- [Task prompt] Check each line of the records below for the word "shadow" and copy those where it appears.

- [Materials provided]
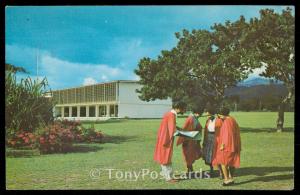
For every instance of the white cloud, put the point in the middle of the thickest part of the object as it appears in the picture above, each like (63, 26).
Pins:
(104, 77)
(89, 81)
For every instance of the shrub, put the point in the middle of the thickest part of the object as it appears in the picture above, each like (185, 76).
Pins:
(56, 138)
(23, 139)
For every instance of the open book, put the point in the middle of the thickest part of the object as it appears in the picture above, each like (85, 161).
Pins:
(194, 135)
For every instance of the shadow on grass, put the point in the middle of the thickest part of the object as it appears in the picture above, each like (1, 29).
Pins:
(76, 148)
(260, 172)
(105, 121)
(267, 179)
(115, 139)
(264, 130)
(83, 148)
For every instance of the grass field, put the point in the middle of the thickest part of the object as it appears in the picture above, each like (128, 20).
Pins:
(267, 159)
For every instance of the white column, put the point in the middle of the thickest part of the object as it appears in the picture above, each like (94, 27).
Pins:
(107, 111)
(87, 110)
(97, 111)
(62, 111)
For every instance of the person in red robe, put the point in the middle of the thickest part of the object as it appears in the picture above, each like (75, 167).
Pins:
(211, 132)
(228, 146)
(165, 139)
(191, 149)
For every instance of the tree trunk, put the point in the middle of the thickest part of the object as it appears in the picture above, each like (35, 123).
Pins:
(281, 108)
(280, 119)
(235, 106)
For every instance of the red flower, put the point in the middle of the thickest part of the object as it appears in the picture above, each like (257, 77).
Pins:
(31, 135)
(20, 135)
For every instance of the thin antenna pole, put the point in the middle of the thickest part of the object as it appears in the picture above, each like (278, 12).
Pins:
(37, 66)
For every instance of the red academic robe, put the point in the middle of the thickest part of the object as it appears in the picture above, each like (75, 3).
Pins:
(164, 144)
(230, 137)
(191, 149)
(218, 124)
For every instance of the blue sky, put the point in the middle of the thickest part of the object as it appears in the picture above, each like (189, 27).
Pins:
(80, 45)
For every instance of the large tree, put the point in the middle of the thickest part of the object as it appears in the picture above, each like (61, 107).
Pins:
(270, 41)
(199, 68)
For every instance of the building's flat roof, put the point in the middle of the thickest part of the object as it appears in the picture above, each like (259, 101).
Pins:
(115, 81)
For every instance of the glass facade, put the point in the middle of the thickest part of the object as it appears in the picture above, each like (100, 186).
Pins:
(85, 101)
(105, 92)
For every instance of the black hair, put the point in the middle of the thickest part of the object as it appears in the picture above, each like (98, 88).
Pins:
(224, 111)
(197, 109)
(211, 109)
(179, 105)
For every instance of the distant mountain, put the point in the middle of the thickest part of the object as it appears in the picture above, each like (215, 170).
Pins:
(256, 81)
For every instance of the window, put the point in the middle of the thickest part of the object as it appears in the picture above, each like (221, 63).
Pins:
(66, 112)
(92, 111)
(102, 110)
(112, 110)
(82, 111)
(74, 111)
(57, 112)
(116, 110)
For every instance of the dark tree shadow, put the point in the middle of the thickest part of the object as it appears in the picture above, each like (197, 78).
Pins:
(264, 130)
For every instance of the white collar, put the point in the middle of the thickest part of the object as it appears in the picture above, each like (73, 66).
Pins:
(174, 112)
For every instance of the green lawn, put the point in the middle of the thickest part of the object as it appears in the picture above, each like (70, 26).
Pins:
(267, 159)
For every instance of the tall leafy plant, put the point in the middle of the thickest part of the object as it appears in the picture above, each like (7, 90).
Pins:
(26, 108)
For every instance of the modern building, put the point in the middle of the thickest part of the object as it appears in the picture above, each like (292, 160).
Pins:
(116, 99)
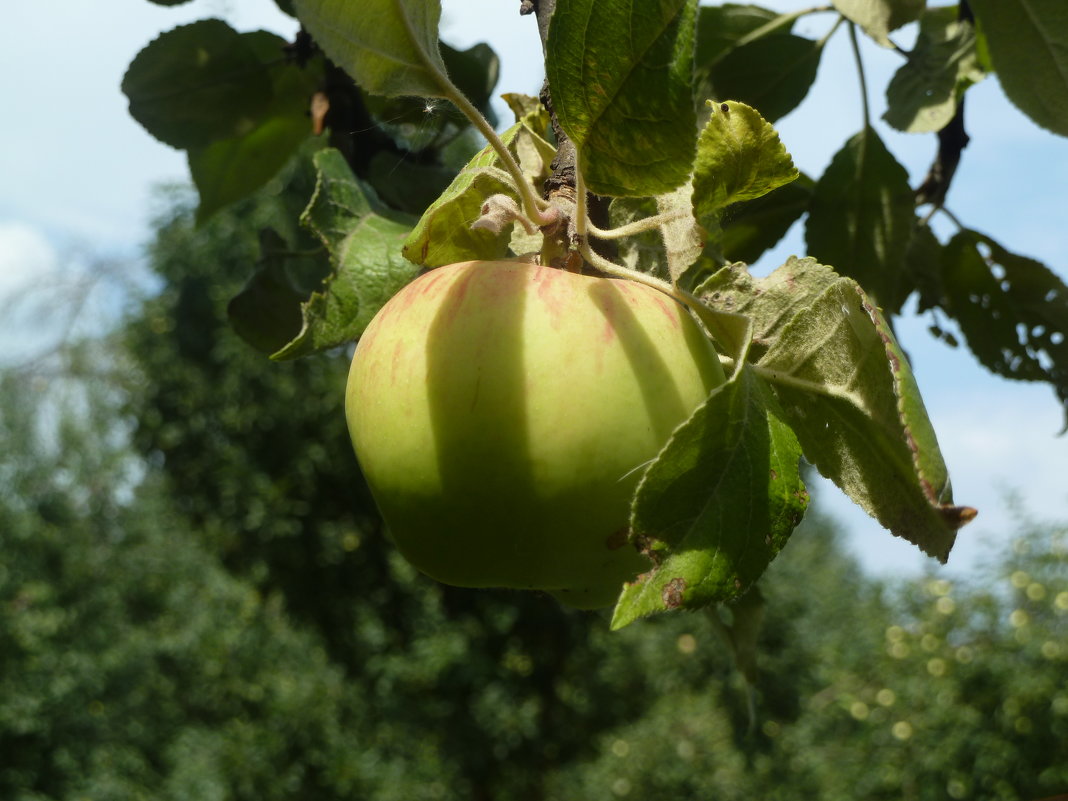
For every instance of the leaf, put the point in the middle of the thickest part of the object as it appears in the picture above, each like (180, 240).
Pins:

- [Task solution]
For every instance of the shadow on grass, put the point in the middle of the thickest part of the object as it appears in the picture above, each like (1, 29).
For every instance of the dark tree shadow, put the point in the middle of the thickest part of the object as it appears in the picture above, each like (197, 78).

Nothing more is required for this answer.